▶ How to complete this task
Could you transcribe each entry below exactly, minus the images?

*** Provided entries Section Begins ***

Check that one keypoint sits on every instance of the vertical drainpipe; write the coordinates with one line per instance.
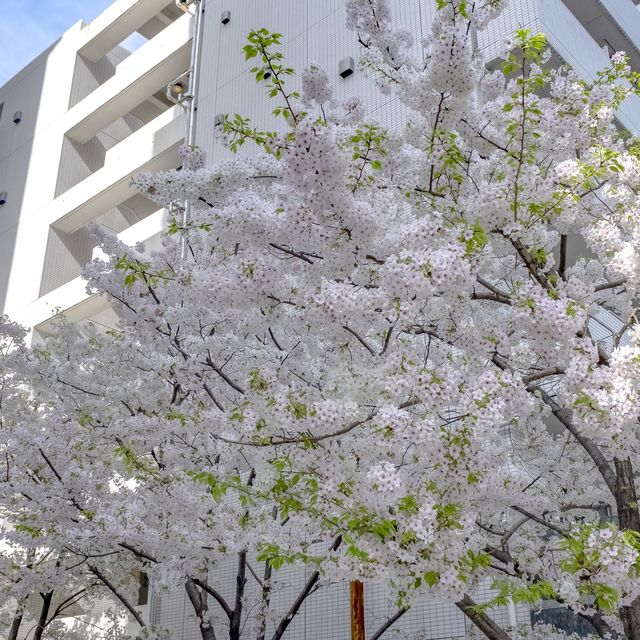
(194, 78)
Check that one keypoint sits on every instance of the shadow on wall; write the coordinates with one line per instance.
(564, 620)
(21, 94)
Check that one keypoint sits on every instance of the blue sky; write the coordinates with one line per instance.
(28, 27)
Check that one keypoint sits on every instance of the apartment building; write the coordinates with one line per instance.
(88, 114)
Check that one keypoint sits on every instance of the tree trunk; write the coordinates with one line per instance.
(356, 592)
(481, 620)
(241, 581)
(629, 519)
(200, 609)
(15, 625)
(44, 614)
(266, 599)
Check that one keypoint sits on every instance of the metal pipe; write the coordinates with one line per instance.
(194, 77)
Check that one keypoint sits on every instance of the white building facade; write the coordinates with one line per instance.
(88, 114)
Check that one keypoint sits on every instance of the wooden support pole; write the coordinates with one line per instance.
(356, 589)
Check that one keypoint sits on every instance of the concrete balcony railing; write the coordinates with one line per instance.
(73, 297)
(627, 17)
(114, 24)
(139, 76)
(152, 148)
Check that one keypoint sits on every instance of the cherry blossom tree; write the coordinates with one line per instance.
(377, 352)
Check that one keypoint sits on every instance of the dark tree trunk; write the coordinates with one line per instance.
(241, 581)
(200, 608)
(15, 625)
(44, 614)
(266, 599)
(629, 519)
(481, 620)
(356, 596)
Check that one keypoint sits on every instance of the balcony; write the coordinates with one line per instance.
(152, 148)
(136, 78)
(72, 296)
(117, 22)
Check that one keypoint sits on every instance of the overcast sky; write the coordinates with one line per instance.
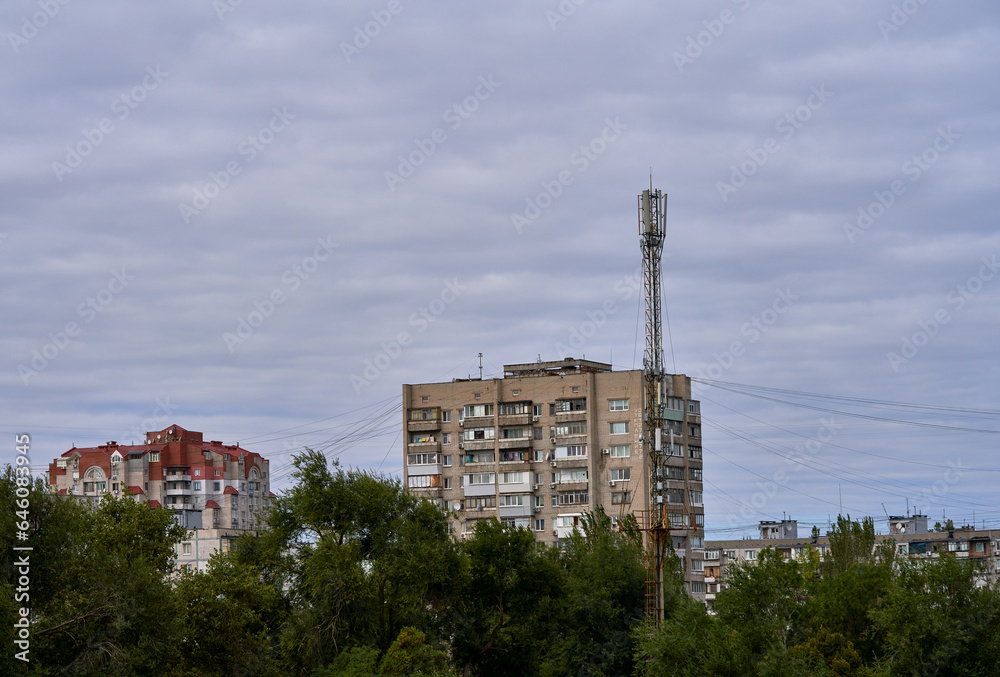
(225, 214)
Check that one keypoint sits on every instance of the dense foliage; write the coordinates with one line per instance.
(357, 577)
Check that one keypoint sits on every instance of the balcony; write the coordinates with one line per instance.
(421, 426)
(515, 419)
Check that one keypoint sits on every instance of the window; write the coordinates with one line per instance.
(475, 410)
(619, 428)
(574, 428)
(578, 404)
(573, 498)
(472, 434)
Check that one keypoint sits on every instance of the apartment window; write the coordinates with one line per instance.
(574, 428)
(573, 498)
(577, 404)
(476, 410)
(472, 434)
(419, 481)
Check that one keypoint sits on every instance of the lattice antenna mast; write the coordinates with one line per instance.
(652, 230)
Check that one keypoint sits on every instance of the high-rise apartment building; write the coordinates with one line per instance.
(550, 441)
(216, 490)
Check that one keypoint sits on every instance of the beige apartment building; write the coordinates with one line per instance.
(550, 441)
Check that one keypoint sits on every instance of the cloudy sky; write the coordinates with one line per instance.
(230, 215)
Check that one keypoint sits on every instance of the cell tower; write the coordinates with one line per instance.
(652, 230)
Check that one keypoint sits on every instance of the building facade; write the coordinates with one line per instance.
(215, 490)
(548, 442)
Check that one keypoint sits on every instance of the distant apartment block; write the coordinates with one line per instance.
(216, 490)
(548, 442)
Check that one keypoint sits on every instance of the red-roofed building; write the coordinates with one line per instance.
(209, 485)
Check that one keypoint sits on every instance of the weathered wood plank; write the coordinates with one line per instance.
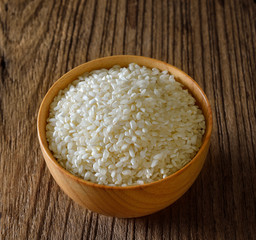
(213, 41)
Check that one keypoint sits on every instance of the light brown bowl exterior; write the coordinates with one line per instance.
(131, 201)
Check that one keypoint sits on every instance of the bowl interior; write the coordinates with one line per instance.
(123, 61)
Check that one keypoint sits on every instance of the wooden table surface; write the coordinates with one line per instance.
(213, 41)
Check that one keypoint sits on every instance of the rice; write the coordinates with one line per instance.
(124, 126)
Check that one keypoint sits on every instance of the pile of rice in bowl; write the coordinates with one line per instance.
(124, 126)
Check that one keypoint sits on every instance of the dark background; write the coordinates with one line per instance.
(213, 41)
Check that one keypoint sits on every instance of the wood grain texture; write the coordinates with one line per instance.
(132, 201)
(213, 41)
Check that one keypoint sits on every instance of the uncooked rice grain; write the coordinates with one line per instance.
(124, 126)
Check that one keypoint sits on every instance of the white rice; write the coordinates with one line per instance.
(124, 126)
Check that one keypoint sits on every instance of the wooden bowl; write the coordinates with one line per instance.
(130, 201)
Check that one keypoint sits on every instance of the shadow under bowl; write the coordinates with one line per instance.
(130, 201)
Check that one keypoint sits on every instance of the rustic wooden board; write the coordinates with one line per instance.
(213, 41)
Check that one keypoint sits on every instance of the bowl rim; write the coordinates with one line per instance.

*** Provided entries Section Ends ***

▶ Exercise output
Check that one keypoint sits on every instance of the vertical drainpipe; write the coordinates with one line per instance.
(194, 78)
Check that one keypoint sits on every instance of the shadow on wall; write the coordinates with one line per instance.
(564, 620)
(21, 94)
Check that one keypoint sits on every instance of the blue sky; write the coordinates with one line per instance.
(28, 27)
Check that one keypoint sits on every instance of the apartment building; write the coordinates with one line per instance.
(88, 114)
Check that one keypoint sits on every instance of the tree trunk; write the coordinates with one line per instance.
(356, 592)
(481, 620)
(241, 581)
(629, 519)
(200, 609)
(15, 625)
(44, 614)
(266, 599)
Check that one keypoint sits on every instance of the metal pipe; write the coordinates with one line per instance.
(194, 77)
Check that one keypoint sits on every instance of the white building facade; write the coordinates with one line per instance.
(88, 114)
Check that one keypoint sits on every instance of the wooden support pole; write the coordinates with one line per instance.
(356, 589)
Check that one keypoint sits on every instance of the concrete balcony railing; write the coordinates with one line per instance.
(73, 297)
(627, 17)
(114, 24)
(139, 76)
(152, 148)
Check that one keypoint sits on every instance of the cherry blossom tree; write the coordinates with one line per instance.
(377, 352)
Check that one keypoint sits on every instance of the dark tree trunk; write the coordinates with one line per instance.
(241, 581)
(200, 608)
(15, 625)
(44, 614)
(266, 599)
(629, 519)
(481, 620)
(356, 596)
Check that one keypoint sits on every instance of the balcony; write the coordinates with one line per instance.
(152, 148)
(136, 78)
(72, 296)
(117, 22)
Check that one keypoint sits on every instance of the overcast sky; write the coordinates with one line per instance.
(225, 214)
Check that one keypoint sits on every instance of the dense foliage; write the coordinates with one line per instance.
(357, 577)
Check that one keypoint sits on every instance of the balcony; write the coordinates with one line per instance.
(421, 426)
(515, 419)
Check that one keypoint sits on every instance of the window; write the coordinates with one line per instance.
(475, 410)
(619, 428)
(574, 428)
(578, 404)
(573, 498)
(472, 434)
Check that one keypoint sits on every instance of the apartment window; write the coordinates with one line per instance.
(574, 428)
(573, 498)
(577, 404)
(476, 410)
(472, 434)
(419, 481)
Check that one keypoint sits on every instance of the lattice antenna mast; write the coordinates with one line per instance.
(652, 230)
Check that one keypoint sits on every instance of the high-rise apartment building; write the coordinates with one line per instance.
(550, 441)
(216, 490)
Check that one keypoint sits on every instance of the beige apartment building; write the coordinates with one line per instance.
(550, 441)
Check that one keypoint sits on every instance of the cloudy sky; write the coordinates with one line per instance.
(230, 215)
Check that one keypoint sits on every instance of the cell tower; write the coordinates with one line per instance.
(652, 230)
Check that one keypoint sits on every instance of the building facade; write the coordinates with one line per instance.
(215, 490)
(548, 442)
Check that one keypoint sits on every instance of the distant apartment block; write the coordinates with one line per instance.
(216, 490)
(548, 442)
Check that one keypoint sits on every instance of the red-roofed building; write the coordinates with one line per instance.
(209, 485)
Check that one keypoint sits on every instance of the weathered wood plank; write the coordinates with one line per instance.
(213, 41)
Check that one keypoint sits on every instance of the light brown bowl exterior; write the coordinates with one line per instance.
(131, 201)
Check that one keypoint sits on every instance of the bowl interior; write the coordinates with one line per instance.
(123, 61)
Check that one keypoint sits on every instance of the wooden table surface; write the coordinates with one line per instance.
(213, 41)
Check that one keypoint sits on every instance of the rice; write the coordinates with one line per instance.
(124, 126)
Check that one keypoint sits on every instance of the pile of rice in bowl; write the coordinates with one line per instance.
(124, 126)
Check that one keypoint sits on every instance of the dark background; write the coordinates with one line per instance.
(213, 41)
Check that one keypoint sits on every instance of the wood grain texture; write the coordinates with one line per instance.
(132, 201)
(213, 41)
Check that one keypoint sits on every instance of the uncooked rice grain; write the coordinates with one line per instance.
(124, 126)
Check that one keypoint sits on every instance of the white rice; write the coordinates with one line per instance.
(124, 126)
Check that one keypoint sits on every instance of the wooden bowl; write the coordinates with one line per instance.
(130, 201)
Check that one keypoint sits on every instance of the shadow under bowl; write the coordinates with one line per instance.
(130, 201)
Check that one keypoint sits on every instance of the rustic wooden board; write the coordinates with one line per instance.
(213, 41)
Check that one keypoint sits on every instance of the bowl rim; write the coordinates with one line per instance.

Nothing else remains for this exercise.